Text passage section start

Tis the Season! Bone & Biscuit’s Guide To Winter Dog Accessories For Colder Weather

Winter and the holiday season are almost here, which means it’s time to gear up for cold temperatures – and we mean for you AND your dogs. There’s lots to love about the winter season, from playing in the snow to cozy nights by the fire. But with the cold climate also comes the need to keep your pets comfortable and safe against freezing temperatures. And being in Canada, the cold is bound to come knocking! That’s why it’s so important to find the right dog winter accessories and gear to keep everyone enjoying the best parts of winter.

To help Canadian pet parents and their dogs stay warm this winter, we’ve put together some of our top tips for accessorizing your pets against the winter chill, with tips and information from our wonderful store owners at Bone & Biscuit Trader Ridge and Westgate Drive in Grande Prairie!

Dog Winter Accessory Tips For Canadian Pet Owners

One of the best ways to keep your dog warm in winter is to use quality dog accessories, gear and winter pet products. While most dog clothing may seem like a fashion accessory, most accessories for dogs can also serve the practical purpose of keeping them warm (and keep them in style too). But along with the cute dog jackets and sweaters, there are plenty of other ways to keep your furry friend comfortable in icy weather and deep snow.

Here are some of the top tips in collaboration with our Grande Prairie pet store locations to keep your beloved dog warm this winter:

*Specific brands, products and item availability vary by location. Not all products pictured in this post are available at all of our locations. We recommend visiting or contacting your local Bone & Biscuit directly for more accurate product information and for advice on what specific product will best suit your needs.

Text passage section end
The data section start

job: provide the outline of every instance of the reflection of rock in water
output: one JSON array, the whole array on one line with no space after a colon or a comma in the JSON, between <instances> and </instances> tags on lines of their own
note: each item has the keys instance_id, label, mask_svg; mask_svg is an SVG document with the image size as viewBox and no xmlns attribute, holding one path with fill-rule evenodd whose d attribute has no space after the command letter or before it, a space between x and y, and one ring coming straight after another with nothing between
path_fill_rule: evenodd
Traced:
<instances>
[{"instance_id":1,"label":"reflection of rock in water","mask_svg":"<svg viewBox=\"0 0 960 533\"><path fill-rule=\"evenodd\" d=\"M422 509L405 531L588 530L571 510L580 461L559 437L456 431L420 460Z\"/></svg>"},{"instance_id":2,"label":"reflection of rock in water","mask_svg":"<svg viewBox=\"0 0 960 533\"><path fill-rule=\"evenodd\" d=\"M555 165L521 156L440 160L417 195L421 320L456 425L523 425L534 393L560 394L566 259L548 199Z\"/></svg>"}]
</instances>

The data section end

### Activities
- 1) Repeat the part of the winter dog accessories guide between "Winter and the" and "parts of winter.", inclusive.
- 2) Decide whether each statement agrees with the winter dog accessories guide, answering yes or no and quoting the words of the guide that settle it: (a) The tips came partly from store owners at Bone & Biscuit Trader Ridge and Westgate Drive in Grande Prairie. (b) Every product pictured in the post can be found at all Bone & Biscuit locations. (c) The guide treats dog clothing as purely a fashion accessory.

### Responses in order
- 1)
Winter and the holiday season are almost here, which means it’s time to gear up for cold temperatures – and we mean for you AND your dogs. There’s lots to love about the winter season, from playing in the snow to cozy nights by the fire. But with the cold climate also comes the need to keep your pets comfortable and safe against freezing temperatures. And being in Canada, the cold is bound to come knocking! That’s why it’s so important to find the right dog winter accessories and gear to keep everyone enjoying the best parts of winter.

- 2)
(a) Yes: "with tips and information from our wonderful store owners at Bone & Biscuit Trader Ridge and Westgate Drive in Grande Prairie"
(b) No: "Not all products pictured in this post are available at all of our locations."
(c) No: "most accessories for dogs can also serve the practical purpose of keeping them warm"